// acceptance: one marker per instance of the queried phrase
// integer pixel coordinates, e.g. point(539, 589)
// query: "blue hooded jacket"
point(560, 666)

...

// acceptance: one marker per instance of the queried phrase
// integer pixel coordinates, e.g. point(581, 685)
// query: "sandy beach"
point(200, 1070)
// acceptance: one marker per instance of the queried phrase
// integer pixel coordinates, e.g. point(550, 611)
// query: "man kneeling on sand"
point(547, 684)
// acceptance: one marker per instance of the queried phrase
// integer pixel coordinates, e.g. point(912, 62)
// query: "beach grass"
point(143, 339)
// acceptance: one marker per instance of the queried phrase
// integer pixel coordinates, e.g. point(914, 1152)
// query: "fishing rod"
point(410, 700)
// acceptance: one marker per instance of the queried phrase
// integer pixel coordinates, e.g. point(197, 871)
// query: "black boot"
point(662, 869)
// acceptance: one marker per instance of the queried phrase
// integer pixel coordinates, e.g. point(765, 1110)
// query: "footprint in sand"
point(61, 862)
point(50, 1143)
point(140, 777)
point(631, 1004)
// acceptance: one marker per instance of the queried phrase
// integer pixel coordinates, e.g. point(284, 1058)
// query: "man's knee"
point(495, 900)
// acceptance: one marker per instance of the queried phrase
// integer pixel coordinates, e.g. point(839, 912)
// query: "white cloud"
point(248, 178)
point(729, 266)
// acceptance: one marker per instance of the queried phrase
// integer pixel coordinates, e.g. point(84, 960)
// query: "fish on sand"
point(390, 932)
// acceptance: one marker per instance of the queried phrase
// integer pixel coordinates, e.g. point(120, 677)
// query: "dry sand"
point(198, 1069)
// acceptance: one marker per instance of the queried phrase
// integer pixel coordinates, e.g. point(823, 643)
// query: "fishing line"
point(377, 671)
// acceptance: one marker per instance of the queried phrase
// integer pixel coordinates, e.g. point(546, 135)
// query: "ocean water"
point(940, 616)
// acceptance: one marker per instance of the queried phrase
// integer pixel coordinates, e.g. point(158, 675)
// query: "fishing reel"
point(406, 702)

## Aufgabe und Vorgaben
Ermittle bitte alle Zeilen oben, in denen die Zeichenfolge „beach“ vorkommt, und gib jede davon unverändert wieder.

## Das Ergebnis
// query: "sandy beach"
// query: "beach grass"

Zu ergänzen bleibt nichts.